Given problem: Lay out the records below as a Markdown table with two columns, Row and Line. Put each line in its own numbered row and skip any blank lines.

━━━━━━━━━━━━━━━━━━━━

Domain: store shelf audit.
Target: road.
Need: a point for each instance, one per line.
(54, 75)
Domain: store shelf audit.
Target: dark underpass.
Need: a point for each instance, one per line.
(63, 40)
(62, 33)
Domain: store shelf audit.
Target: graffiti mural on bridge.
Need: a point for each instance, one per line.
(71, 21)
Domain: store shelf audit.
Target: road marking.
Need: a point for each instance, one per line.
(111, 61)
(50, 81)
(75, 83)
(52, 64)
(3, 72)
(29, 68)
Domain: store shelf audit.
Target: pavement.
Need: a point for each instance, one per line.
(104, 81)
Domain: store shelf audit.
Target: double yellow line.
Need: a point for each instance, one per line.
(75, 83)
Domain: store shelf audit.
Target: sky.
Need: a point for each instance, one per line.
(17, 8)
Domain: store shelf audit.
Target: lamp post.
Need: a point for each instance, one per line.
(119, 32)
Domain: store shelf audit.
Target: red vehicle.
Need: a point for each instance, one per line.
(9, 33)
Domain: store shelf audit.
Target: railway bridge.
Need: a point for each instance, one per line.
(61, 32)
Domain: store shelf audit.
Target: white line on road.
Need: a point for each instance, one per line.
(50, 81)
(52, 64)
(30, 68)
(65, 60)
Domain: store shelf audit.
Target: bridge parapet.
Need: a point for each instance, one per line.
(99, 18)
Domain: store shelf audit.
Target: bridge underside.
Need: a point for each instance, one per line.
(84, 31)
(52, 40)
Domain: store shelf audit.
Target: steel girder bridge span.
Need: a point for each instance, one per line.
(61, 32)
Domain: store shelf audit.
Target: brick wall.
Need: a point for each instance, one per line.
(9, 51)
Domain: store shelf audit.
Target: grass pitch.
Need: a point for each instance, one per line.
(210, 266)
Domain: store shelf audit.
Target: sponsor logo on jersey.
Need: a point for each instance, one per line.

━━━━━━━━━━━━━━━━━━━━

Task solution:
| Row | Line |
|---|---|
| 1 | Domain: store shelf audit. |
| 2 | Target: road. |
| 3 | Need: a point for each instance, one per line. |
| 4 | (54, 75) |
| 5 | Domain: store shelf audit. |
| 6 | Target: dark underpass. |
| 7 | Need: a point for each instance, one per line. |
| 8 | (63, 40) |
| 9 | (62, 33) |
| 10 | Domain: store shelf audit. |
| 11 | Target: graffiti mural on bridge. |
| 12 | Need: a point for each instance, one per line. |
| 13 | (71, 21) |
| 14 | Domain: store shelf audit. |
| 15 | Target: road marking. |
| 16 | Need: a point for each instance, one per line. |
| 17 | (111, 61) |
| 18 | (50, 81) |
| 19 | (75, 83) |
| 20 | (52, 64) |
| 21 | (3, 72) |
| 22 | (29, 68) |
| 23 | Domain: store shelf audit. |
| 24 | Target: pavement. |
| 25 | Need: a point for each instance, one per line. |
| 26 | (104, 81) |
| 27 | Domain: store shelf audit. |
| 28 | Target: double yellow line. |
| 29 | Need: a point for each instance, one per line. |
| 30 | (75, 83) |
| 31 | Domain: store shelf audit. |
| 32 | Target: sky. |
| 33 | Need: a point for each instance, one per line. |
| 34 | (17, 8) |
| 35 | Domain: store shelf audit. |
| 36 | Target: lamp post. |
| 37 | Need: a point for each instance, one per line. |
| 38 | (119, 32) |
| 39 | Domain: store shelf audit. |
| 40 | Target: red vehicle. |
| 41 | Need: a point for each instance, one per line. |
| 42 | (9, 33) |
| 43 | Domain: store shelf audit. |
| 44 | Target: railway bridge. |
| 45 | Need: a point for each instance, one per line. |
| 46 | (61, 32) |
| 47 | Domain: store shelf audit. |
| 48 | Target: white line on road. |
| 49 | Need: a point for each instance, one per line. |
| 50 | (50, 81) |
| 51 | (52, 64) |
| 52 | (30, 68) |
| 53 | (65, 60) |
| 54 | Domain: store shelf audit. |
| 55 | Target: bridge parapet. |
| 56 | Need: a point for each instance, one per line. |
| 57 | (99, 18) |
| 58 | Domain: store shelf audit. |
| 59 | Target: bridge underside. |
| 60 | Need: a point for each instance, one per line. |
| 61 | (84, 31) |
| 62 | (52, 40) |
| 63 | Domain: store shelf audit. |
| 64 | Target: steel girder bridge span. |
| 65 | Need: a point for each instance, one per line. |
| 66 | (61, 32) |
| 67 | Domain: store shelf audit. |
| 68 | Target: brick wall. |
| 69 | Need: a point for each instance, one per line. |
| 70 | (9, 51) |
| 71 | Domain: store shelf audit. |
| 72 | Target: grass pitch. |
| 73 | Need: a point for each instance, one per line. |
| 74 | (210, 266) |
| 75 | Domain: store shelf audit. |
| 76 | Target: sponsor logo on jersey. |
| 77 | Need: a point for each instance, one per line. |